- [EXCERPTED PASSAGE]
Start of Block
Exhibit 5.2
June 24, 2020
Takeda Pharmaceutical Company Limited
1-1, Nihonbashi-Honcho2-Chome
Chuo-ku, Tokyo103-8668
Japan
Takeda Pharmaceutical Company Limited
Registration Statement on FormF-3
Dear Sirs:
We have acted as legal counsel to Takeda Pharmaceutical Company Limited (the “Company”) with respect to the laws of Japan in connection with the Registration Statement on FormF-3 which the Company filed with the United States Securities and Exchange Commission (the “Commission”) on June 24, 2020 (the “Registration Statement”) to register senior debt securities (the “Securities”) under the United States Securities Act of 1933, as amended (the “Securities Act”).
End of Block
- [DATA FOR ANALYSIS]
Start of Block
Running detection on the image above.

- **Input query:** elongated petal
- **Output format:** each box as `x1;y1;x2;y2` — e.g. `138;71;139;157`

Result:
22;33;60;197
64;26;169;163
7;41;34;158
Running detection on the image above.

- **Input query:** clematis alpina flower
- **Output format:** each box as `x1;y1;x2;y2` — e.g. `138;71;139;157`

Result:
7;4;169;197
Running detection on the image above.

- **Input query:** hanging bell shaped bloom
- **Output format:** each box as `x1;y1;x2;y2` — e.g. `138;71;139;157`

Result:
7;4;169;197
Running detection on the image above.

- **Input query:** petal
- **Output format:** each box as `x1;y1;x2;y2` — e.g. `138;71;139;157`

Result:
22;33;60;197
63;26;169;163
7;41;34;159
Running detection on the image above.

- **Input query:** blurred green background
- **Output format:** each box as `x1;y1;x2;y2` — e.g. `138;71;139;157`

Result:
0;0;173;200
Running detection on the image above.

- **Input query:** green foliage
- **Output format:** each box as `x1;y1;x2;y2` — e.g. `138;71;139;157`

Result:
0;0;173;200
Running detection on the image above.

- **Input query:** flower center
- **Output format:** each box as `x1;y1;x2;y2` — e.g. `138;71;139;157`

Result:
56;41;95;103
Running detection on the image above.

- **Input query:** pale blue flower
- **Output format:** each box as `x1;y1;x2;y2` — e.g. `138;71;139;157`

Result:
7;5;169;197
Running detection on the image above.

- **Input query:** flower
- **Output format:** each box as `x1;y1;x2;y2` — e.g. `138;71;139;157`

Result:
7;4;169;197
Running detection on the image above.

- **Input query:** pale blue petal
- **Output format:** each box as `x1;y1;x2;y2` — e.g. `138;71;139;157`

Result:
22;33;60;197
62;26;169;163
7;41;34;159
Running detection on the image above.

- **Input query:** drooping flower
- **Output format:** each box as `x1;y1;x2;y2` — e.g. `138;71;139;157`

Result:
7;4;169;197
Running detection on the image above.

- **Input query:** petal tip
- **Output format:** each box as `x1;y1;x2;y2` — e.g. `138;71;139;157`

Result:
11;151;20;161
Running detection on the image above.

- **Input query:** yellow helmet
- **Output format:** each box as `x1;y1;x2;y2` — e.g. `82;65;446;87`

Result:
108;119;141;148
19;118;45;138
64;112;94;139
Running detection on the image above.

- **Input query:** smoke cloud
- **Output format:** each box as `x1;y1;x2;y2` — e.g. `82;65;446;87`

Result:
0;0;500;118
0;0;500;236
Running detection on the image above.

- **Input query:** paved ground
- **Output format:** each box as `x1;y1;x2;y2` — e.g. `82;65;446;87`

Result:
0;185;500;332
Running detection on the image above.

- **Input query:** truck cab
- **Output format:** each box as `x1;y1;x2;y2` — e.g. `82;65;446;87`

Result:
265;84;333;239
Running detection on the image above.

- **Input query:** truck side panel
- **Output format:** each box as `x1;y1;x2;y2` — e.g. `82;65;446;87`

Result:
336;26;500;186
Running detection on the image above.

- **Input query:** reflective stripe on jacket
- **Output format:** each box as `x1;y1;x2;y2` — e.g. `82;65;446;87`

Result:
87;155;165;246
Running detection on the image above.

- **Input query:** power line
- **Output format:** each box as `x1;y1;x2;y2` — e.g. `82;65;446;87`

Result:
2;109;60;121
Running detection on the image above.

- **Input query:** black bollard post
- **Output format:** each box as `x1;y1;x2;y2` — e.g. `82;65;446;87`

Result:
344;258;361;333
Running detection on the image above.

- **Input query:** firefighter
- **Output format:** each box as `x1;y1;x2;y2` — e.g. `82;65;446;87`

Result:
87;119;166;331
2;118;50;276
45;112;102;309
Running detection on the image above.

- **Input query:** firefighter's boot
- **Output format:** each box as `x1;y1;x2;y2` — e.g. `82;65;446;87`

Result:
End of Block
- [ASSIGNED TASK 1]
Answer these questions from the Exhibit 5.2 letter, one line each:
(a) What date does the letter bear?
(b) In which ward of Tokyo is the Company's address located?
(c) What type of securities was the Registration Statement filed to register?
- [ASSIGNED TASK 2] Recast the paragraph of the Exhibit 5.2 letter that begins "We have acted as legal counsel" as a bulleted list of its main facts.
- [ASSIGNED TASK 3]
State whether each statement agrees with the Exhibit 5.2 letter. Answer yes or no and quote the words that decide it.
(a) The Registration Statement was filed with the United States Securities and Exchange Commission.
(b) Counsel acted with respect to the laws of the United States.
(c) The Securities were registered under the Securities Exchange Act of 1934.

- [RESPONSE BOX 1]
(a) June 24, 2020
(b) Chuo-ku
(c) Senior debt securities

- [RESPONSE BOX 2]
- Counsel acted for Takeda Pharmaceutical Company Limited (the "Company") on the laws of Japan.
- The matter was the Company's Registration Statement on Form F-3 (the "Registration Statement").
- The Company filed it with the United States Securities and Exchange Commission (the "Commission") on June 24, 2020.
- Its purpose was to register senior debt securities (the "Securities").
- The registration was under the United States Securities Act of 1933, as amended (the "Securities Act").

- [RESPONSE BOX 3]
(a) Yes: "which the Company filed with the United States Securities and Exchange Commission (the “Commission”)"
(b) No: "with respect to the laws of Japan"
(c) No: "under the United States Securities Act of 1933, as amended"